Spatial annotation records ::
────────────────────────────────────────

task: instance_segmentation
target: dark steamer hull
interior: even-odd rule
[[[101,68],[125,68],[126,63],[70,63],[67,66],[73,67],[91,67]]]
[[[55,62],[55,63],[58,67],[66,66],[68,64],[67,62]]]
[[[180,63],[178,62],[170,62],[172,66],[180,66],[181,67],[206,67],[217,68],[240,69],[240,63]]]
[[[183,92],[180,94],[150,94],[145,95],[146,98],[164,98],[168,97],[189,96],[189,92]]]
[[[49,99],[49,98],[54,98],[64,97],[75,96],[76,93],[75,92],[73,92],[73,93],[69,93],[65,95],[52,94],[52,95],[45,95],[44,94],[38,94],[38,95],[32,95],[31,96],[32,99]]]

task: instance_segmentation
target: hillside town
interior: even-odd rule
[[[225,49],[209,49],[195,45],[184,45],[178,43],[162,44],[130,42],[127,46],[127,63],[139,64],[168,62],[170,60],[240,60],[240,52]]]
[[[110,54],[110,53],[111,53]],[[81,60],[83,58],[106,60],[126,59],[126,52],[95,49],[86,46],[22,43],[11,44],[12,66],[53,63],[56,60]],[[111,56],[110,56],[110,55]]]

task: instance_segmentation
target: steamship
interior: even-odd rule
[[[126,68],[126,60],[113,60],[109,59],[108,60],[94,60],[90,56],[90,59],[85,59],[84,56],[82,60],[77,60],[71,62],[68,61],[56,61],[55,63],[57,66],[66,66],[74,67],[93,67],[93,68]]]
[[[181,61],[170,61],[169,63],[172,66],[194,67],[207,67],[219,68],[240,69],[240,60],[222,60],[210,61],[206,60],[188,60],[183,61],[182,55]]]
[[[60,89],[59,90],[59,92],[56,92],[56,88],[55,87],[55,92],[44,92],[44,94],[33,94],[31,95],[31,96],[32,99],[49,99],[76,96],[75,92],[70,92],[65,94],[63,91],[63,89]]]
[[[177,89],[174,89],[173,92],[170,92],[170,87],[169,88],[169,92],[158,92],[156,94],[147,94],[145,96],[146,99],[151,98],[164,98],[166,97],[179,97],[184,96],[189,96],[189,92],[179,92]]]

────────────────────────────────────────

GIVEN EXERCISE :: From the data above, copy out every line that contains the string "target".

RESULT OF THIS EXERCISE ::
target: dark steamer hull
target: hillside town
target: steamship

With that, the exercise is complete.